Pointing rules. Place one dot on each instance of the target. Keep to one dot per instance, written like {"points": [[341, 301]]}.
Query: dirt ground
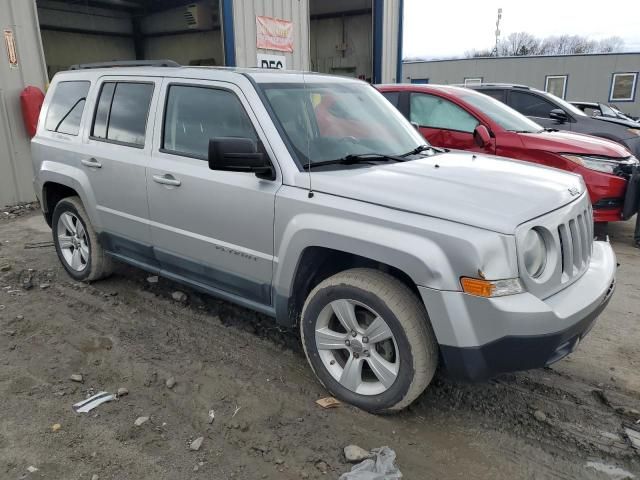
{"points": [[557, 422]]}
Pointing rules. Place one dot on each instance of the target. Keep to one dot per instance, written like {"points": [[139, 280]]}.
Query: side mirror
{"points": [[481, 136], [558, 115], [234, 154]]}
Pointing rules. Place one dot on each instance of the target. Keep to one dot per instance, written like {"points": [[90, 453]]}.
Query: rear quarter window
{"points": [[67, 106], [122, 112]]}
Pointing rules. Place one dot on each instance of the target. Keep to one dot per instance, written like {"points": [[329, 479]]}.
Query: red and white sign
{"points": [[274, 34]]}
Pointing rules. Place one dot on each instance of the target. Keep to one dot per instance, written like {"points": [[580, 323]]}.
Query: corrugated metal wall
{"points": [[244, 24], [20, 17], [588, 76]]}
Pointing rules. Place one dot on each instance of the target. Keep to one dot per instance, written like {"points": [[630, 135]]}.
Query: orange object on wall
{"points": [[31, 99]]}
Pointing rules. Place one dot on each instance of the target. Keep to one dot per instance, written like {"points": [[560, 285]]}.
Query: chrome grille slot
{"points": [[569, 240], [576, 243]]}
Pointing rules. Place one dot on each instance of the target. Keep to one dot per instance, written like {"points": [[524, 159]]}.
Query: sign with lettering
{"points": [[272, 61], [274, 34], [10, 44]]}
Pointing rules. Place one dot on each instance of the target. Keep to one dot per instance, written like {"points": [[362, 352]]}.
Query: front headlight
{"points": [[534, 251], [594, 163]]}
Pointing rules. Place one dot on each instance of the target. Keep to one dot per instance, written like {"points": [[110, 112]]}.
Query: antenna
{"points": [[495, 51], [310, 194]]}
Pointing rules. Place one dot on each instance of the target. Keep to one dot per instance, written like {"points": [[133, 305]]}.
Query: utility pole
{"points": [[498, 31]]}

====

→ TASK PROMPT
An exact copy of the records above is required, leaving out the pictures.

→ RESULT FOR THIS TASK
Pointing rules. Place one dot on each instance of the target. Keep to one dot per instance, written like {"points": [[341, 301]]}.
Query: dirt ground
{"points": [[557, 422]]}
Pointing rules. Place one dot on each instance of the target. Keep to one dot per instance, written like {"points": [[139, 280]]}.
Query: side mirror
{"points": [[481, 136], [558, 115], [234, 154]]}
Pointing rules. Place one dot on each instance of the target. Keep to one dot per instance, written like {"points": [[90, 453]]}.
Query: rear quarter window
{"points": [[67, 106], [122, 112]]}
Pointing rules. Place one dot on each instance of the target. Keep to one dot per instance, written like {"points": [[329, 479]]}.
Query: red and white sign
{"points": [[274, 34]]}
Pointing rules. Place one dot on each instance of the target. Keep to one dot per instance, written like {"points": [[580, 323]]}.
Query: corrugated metal wall
{"points": [[244, 24], [20, 17], [588, 76]]}
Pointing rules. Place one dot on each instance of the target. Keep to one dot per instance, written like {"points": [[630, 135]]}.
Query: orange object on wall
{"points": [[31, 99]]}
Pointing rules. Place one dot on each instance of the target. Keep to one dot per instance, written like {"points": [[560, 285]]}.
Query: chrome grille slot
{"points": [[569, 240], [576, 243]]}
Pointing rules. Place one dot on each instance of the target. Keep to one dot per instance, written like {"points": [[524, 159]]}.
Query: sign with lettering
{"points": [[272, 61], [274, 34], [10, 44]]}
Pointing rules. Place one dot on each instance of the target. Keep to one dot per instance, written like {"points": [[362, 352]]}.
Query: front headlight
{"points": [[534, 251], [594, 163]]}
Pointing rules. Place one dot on each instance of the target. Keep to one dot per instance, written like {"points": [[110, 112]]}.
Query: antenna
{"points": [[495, 51], [310, 194]]}
Pointing rules. Place one dot on each instance of the target. Keep to one dot per instance, written like {"points": [[133, 305]]}.
Query: utility pole
{"points": [[498, 31]]}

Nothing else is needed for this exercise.